Goals:
**A)** List every measurement station code mentioned in the passage on winter greenhouse gas concentrations.
**B)** Carry on the passage on winter greenhouse gas concentrations from the point where it stops.
=== Excerpted passage ===
To test this hypothesis, we analyzed the concentrations of tracers in the first 10 day period (1–10 January) and second 10 day period (11–20 January) half of January for all available years. We assumed that the first period, which we termed “Holiday”, was associated with low human (industrial and transport) activity, while the second period, which we termed “Working”, was associated with normal human activity. However, this division is rather arbitrary, since the length of the holidays varies from year to year. Moreover, some production cycles of enterprises do not always strictly follow the official working calendar. Some industrial processes include preliminary stages with a low load, and therefore produce lower emissions. Additionally, the schedules for holidays and working days may shift during this period.
After removing the trends, the average values of CO 2 and CH 4 concentration were calculated for the "Holiday" and “Working” periods, respectively (Table 2). Student’s t-test was used to estimate the statistical significance of the difference between "Holiday” and “Working” datasets. For only a few cases did the test indicate a non-significant difference: NOY and SVV for CO 2 , AZV, IGR, and YAK for CH 4 . The results suggest that, relative to CH 4 , the CO 2 concentration is less sensitive to changes in industrial activity; the difference in CO 2 concentration between the two periods does not exceed 1%, while for two stations the difference is negative. This could be due to the intensive heating of private countryside houses or outdoor activities near to the measurement sites.
Strong high-pressure systems with low air temperature have been observed over Siberia in winter [3], which could potentially affect the measured greenhouse gas concentrations. To exclude the influence of such systems, the distribution of tracers with respect to air temperature (Figure 5a,b) and atmospheric pressure (Figure 5c,d) was considered. The 12 year datasets used for the present study were sufficiently large to analyze greenhouse gas concentrations over a wide range of temperature and pressure. For some sites with decreasing temperature (e.g., DEM), the difference in CO 2 concentration between the “Holiday” and “Working” periods was markedly higher, as more fuel is consumed for heating and transport in the surrounding areas. Therefore, strong high-pressure systems with low air temperature can enhance the effect, but are not the main factors.
=== Records shown ===
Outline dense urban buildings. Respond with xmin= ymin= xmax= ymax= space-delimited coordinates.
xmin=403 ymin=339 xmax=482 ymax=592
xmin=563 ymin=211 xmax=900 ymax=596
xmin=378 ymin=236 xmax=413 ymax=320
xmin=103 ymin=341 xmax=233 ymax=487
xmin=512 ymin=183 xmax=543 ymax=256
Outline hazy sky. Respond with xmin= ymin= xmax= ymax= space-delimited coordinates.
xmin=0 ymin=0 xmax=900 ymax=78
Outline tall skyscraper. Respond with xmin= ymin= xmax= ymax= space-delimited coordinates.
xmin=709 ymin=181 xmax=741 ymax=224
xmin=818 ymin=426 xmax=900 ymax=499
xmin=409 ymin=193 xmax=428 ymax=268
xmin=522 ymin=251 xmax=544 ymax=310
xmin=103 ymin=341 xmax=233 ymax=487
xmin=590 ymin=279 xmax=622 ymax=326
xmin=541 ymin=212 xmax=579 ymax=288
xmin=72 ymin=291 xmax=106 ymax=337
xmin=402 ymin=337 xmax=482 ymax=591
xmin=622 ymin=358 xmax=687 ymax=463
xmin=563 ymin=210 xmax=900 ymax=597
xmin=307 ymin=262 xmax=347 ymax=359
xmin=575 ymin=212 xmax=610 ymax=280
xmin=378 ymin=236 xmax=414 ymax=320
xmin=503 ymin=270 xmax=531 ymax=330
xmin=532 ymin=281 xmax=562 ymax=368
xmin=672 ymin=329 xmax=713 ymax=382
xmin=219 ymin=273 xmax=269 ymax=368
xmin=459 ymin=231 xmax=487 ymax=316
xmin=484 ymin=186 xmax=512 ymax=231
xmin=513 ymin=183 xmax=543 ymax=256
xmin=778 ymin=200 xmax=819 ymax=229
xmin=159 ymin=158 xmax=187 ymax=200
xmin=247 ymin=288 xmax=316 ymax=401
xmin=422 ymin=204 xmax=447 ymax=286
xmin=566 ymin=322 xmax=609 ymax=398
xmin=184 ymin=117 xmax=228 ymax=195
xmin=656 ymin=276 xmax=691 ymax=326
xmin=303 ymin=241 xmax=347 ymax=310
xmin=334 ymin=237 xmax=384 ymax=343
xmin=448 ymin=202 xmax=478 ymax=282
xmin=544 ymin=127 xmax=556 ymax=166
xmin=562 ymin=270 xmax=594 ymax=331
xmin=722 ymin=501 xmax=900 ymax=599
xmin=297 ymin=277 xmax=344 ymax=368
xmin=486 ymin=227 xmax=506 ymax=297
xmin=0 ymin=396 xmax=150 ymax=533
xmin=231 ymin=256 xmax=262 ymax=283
===
Results for the exercise:
**A)** NOY, SVV, AZV, IGR, YAK, DEM

**B)**
3.3. Weekly Variation

The analysis of weekly patterns is useful to identify the tracer emissions associated with industry or transport operating on a five-day working week. Our analysis did not reveal any noticeable features in the distribution of CO 2 concentrations at a weekly scale (Figure 6a). For all sites, the amplitude of the change in CO 2 concentration was less than 1.5 ppm.
For CH 4 , the amplitude of the observed change in concentration was larger. However, no clear weekly variation was observed (Figure 6b). This suggests that there were no large anthropogenic sources of CH 4 that constantly affected the concentrations measured at the stations at intervals corresponding to the five-day working week.

3.4. Daily Variation

The considered measurement sites are located in the interior of the Asian continent. At such locations, a strong daily change in the height of the planetary boundary layer (PBL) is common. The daily cycle of tracers is most pronounced in summer during dry anticyclonic weather conditions. In this case, frequent surface temperature inversions develop at night and last until the early morning, which impedes vertical atmospheric mixing and traps surface gas emissions in the stable shallow PBL [33]. Concentrations reach maxima in the early morning between 03:00 and 06:00 local time. Minimum concentrations of trace gases emitted from the soil are normally observed between 12:00 and 18:00, when solar heating of the ground induces vertical air turbulence; such turbulence leads to mixing in a deep layer of the atmosphere (approximately 200–600 m deep in winter and up to 2800 m deep in summer [4]).
The magnitude of the nocturnal increase in greenhouse-gas concentrations is variable and depends on the strength of the atmospheric inversion and on the intensity of the regional tracer source. Overcast conditions appear to slow the morning breakup of this inversion so that tracers do not move from the surface layer to high altitudes until 07:00–09:00 [34]. Since precipitation data are also available for the measurement stations used in the present study, it would be interesting to analyze this effect, however, it was not considered in this work.
As shown in Figure 7, concentrations of CO 2 and CH 4 clearly changed throughout the day at all measurement sites. For example, the time-series for NOY is characterized by an evening peak of CH 4 concentration (Figure 7b).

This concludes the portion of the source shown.